►

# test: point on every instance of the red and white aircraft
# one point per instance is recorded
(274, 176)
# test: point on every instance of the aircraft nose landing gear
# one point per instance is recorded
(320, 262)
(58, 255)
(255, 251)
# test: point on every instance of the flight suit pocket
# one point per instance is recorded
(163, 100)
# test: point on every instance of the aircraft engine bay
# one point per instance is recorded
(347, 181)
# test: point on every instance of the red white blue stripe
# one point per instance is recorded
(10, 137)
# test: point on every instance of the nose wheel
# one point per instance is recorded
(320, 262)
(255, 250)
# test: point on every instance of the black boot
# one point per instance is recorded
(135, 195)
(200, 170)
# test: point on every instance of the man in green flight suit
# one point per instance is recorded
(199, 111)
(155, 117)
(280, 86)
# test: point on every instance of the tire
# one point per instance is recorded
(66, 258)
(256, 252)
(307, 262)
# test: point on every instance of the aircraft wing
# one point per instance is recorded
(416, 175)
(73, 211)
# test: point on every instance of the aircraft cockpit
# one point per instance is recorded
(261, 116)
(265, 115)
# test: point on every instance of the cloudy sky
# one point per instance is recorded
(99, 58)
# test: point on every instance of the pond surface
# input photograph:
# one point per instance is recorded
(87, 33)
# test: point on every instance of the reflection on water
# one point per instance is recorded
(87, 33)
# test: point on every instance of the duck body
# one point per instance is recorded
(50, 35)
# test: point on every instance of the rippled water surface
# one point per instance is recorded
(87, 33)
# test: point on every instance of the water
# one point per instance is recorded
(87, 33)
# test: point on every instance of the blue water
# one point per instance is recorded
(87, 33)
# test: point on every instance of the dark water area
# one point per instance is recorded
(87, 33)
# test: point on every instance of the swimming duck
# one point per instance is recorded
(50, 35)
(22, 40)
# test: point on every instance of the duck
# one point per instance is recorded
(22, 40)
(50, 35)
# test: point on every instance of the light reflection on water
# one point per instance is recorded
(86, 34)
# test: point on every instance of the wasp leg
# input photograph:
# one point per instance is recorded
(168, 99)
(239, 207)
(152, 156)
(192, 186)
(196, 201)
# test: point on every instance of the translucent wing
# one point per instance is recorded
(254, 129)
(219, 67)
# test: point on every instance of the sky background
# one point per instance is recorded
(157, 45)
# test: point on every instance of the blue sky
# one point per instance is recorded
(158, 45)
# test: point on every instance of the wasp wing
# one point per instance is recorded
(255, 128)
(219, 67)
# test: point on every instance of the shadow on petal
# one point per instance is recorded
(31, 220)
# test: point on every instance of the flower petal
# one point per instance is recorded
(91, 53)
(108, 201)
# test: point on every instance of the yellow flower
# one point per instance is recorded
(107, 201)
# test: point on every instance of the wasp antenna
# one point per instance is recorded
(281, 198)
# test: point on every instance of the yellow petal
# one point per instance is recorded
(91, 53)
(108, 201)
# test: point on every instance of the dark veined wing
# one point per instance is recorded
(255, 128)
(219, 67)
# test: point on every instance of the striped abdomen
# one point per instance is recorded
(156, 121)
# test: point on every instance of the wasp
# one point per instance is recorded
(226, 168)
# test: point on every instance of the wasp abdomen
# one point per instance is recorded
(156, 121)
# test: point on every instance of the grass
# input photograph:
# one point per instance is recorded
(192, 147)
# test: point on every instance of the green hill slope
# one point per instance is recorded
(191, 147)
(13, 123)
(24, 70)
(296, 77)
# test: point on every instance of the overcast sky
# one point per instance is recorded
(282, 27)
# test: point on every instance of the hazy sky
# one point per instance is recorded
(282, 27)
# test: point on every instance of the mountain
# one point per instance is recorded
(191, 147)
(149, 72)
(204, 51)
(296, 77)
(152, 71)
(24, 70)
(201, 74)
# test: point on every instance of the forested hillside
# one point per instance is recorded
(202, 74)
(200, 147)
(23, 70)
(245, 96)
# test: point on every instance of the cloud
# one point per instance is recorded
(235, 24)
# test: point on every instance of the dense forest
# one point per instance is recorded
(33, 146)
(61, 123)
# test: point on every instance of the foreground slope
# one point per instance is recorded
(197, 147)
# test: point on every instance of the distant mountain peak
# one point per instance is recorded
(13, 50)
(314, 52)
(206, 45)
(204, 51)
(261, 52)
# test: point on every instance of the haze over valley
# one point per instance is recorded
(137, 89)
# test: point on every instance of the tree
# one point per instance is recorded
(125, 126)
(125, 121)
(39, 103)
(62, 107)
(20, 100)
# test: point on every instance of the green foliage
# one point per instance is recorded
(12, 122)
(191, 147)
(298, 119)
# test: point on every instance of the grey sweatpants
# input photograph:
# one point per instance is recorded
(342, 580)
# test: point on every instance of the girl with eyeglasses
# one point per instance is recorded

◄

Task statement =>
Rewrite the lines beginning with the one that contains "# test: point on every instance of the mountain" and running through the last of the entries, putting "logged" in place of "recorded" and keeping everything else the same.

The reply =>
# test: point on every instance of the mountain
# one point per instance is logged
(191, 147)
(149, 72)
(204, 51)
(296, 77)
(152, 71)
(24, 70)
(201, 74)
# test: point on every instance of the forested hillside
# one point per instance is logged
(202, 74)
(200, 147)
(23, 70)
(245, 96)
# test: point on every instance of the cloud
# one point per instance is logged
(235, 24)
# test: point on every instance of the dense forest
# one point per instance is logged
(33, 146)
(61, 123)
# test: point on every instance of the foreground slope
# one point per instance is logged
(197, 147)
# test: point on every instance of the distant mountain peak
# one point per instance is logged
(13, 50)
(314, 52)
(206, 45)
(204, 51)
(261, 52)
# test: point on every instance of the haze over valley
# one point per instance is logged
(137, 89)
# test: point on every instance of the tree
# one point per instance is logged
(125, 126)
(125, 121)
(39, 103)
(62, 107)
(20, 100)
# test: point on every instance of the green foliage
# one point per instance is logged
(12, 122)
(191, 147)
(298, 119)
# test: point on every instance of the grey sweatpants
# input photograph:
# one point per instance is logged
(342, 580)
# test: point on every instance of the girl with eyeglasses
# one point per instance is logged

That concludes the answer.